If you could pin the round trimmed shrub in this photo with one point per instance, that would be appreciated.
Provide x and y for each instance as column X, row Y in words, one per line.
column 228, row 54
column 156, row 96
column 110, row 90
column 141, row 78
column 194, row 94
...
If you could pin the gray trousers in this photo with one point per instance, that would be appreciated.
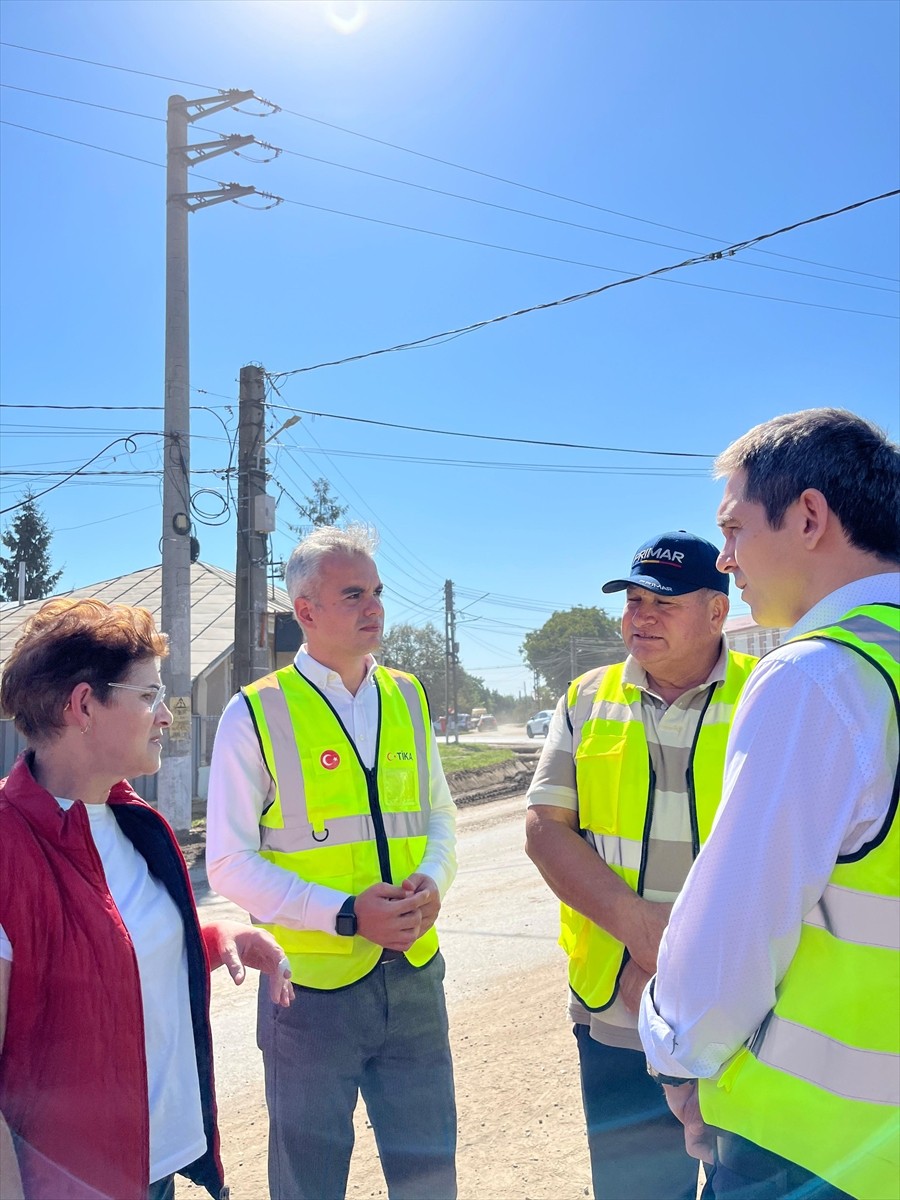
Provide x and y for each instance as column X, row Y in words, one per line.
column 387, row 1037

→ **Exercise**:
Render the lines from the one containing "If you could pin the gray" through the one containing "column 387, row 1037" as a Markdown table with the columns Number and Line, skipping blank lines and leaving out the pictures.

→ **Complete answer**:
| Number | Line |
|---|---|
| 1 | If you could pin the gray trousers in this photo with one point per instance, that would be appreciated. |
| 2 | Provide x and y for each instance as column X, row Y in words, one per line. |
| 3 | column 387, row 1037 |